[appellant] en [appellante], beiden wonende te [woonplaats],
tegen de uitspraak van de rechtbank Arnhem van 23 juli 2010, 09/2334 (aangevallen uitspraak),
het college van burgemeester en wethouders van Druten (college)
Datum uitspraak: 21 februari 2012
Namens appellanten heeft mr. M.M.J.P. Michiels, advocaat, hoger beroep ingesteld. Nadien heeft mr. Michiels zich teruggetrokken als gemachtigde.
Het college heeft een verweerschrift ingediend.
Partijen hebben nadere stukken ingediend.
Het onderzoek ter zitting heeft plaatsgevonden op 20 december 2011. Appellanten zijn verschenen. Het college heeft zich laten vertegenwoordigen door A. Slot.
1. De Raad gaat uit van de volgende in dit geding van belang zijnde feiten en omstandigheden.

━━━━━━━━━━━━━━━━

### [OPDRACHT A]
Beantwoord op basis van het fragment:
(i) Op welke datum is uitspraak gedaan?
(ii) Wanneer vond het onderzoek ter zitting plaats?
(iii) Door wie liet het college zich ter zitting vertegenwoordigen?
### [OPDRACHT B]
Neem alle regels van de lijst over vanaf de regel met "Where can the red" tot en met het einde van de lijst. Verhoog daarbij elke coördinaat in de puntparen met -145.
Het fragment en de lijst zijn afkomstig uit verschillende bronnen.

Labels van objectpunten
━━━━━━━━━━━━━━━━

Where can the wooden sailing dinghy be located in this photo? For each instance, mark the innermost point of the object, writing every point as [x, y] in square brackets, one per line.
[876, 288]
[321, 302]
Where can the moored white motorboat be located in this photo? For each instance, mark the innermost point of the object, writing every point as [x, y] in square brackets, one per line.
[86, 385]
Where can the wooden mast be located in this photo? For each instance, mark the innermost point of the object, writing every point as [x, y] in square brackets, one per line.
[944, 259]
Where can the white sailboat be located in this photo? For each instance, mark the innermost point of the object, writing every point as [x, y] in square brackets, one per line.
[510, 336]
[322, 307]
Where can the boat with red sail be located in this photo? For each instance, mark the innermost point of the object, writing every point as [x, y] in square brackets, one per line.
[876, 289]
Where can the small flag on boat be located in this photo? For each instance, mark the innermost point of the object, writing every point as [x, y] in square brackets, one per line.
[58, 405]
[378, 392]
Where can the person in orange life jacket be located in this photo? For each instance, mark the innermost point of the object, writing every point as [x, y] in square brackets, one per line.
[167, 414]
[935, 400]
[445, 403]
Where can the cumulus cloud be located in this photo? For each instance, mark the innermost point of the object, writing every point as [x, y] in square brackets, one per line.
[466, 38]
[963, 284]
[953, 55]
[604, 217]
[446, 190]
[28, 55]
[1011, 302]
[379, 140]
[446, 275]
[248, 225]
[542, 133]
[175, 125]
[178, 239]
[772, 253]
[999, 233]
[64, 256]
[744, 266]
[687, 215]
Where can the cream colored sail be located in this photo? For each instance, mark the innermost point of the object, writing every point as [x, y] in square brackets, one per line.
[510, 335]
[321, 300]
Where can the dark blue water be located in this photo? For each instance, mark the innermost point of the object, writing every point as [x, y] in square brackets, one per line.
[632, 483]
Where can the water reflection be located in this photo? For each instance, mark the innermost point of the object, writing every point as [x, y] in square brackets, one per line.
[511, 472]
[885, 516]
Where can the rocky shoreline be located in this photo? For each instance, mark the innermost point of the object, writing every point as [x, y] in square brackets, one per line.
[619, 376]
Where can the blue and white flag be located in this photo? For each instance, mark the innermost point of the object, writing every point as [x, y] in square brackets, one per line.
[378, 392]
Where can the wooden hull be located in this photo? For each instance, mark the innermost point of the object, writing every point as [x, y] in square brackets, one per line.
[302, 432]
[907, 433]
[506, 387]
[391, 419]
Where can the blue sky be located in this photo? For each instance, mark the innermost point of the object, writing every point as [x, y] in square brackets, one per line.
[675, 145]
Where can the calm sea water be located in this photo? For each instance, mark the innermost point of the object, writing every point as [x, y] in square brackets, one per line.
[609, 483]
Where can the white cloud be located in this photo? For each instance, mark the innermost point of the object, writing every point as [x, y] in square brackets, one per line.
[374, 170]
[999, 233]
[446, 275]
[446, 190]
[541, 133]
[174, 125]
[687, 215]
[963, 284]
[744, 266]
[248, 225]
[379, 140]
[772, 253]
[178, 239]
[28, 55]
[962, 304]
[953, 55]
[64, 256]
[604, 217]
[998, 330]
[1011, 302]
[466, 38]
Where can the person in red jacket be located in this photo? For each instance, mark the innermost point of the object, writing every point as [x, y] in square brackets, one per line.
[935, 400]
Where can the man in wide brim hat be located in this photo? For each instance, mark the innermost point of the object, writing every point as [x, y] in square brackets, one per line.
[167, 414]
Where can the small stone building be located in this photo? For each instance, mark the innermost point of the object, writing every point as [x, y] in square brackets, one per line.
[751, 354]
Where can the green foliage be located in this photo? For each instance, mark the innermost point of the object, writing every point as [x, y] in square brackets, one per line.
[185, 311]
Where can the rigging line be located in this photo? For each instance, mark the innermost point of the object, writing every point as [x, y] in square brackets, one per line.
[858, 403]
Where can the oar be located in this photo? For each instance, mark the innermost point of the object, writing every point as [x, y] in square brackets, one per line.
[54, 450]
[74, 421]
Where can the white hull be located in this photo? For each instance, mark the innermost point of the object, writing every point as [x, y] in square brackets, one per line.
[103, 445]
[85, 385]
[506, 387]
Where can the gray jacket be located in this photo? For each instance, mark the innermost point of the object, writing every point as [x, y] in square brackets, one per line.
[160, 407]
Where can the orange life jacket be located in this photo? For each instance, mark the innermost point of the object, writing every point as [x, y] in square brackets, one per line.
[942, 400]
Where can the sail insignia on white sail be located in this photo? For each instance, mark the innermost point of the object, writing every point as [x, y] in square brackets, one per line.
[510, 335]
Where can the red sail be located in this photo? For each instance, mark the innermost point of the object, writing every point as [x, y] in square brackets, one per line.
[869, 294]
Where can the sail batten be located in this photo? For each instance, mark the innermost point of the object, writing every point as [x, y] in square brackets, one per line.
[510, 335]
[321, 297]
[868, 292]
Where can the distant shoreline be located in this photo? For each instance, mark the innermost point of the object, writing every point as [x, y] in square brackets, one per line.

━━━━━━━━━━━━━━━━

### [EINDRESULTAAT A]
(i) 21 februari 2012
(ii) 20 december 2011
(iii) A. Slot

### [EINDRESULTAAT B]
Where can the red sail be located in this photo? For each instance, mark the innermost point of the object, writing every point as [x, y] in square brackets, one per line.
[724, 149]
Where can the sail batten be located in this photo? For each instance, mark the innermost point of the object, writing every point as [x, y] in square brackets, one per line.
[365, 190]
[176, 152]
[723, 147]
Where can the distant shoreline be located in this photo? For each instance, mark the innermost point of the object, writing every point as [x, y] in square brackets, one per line.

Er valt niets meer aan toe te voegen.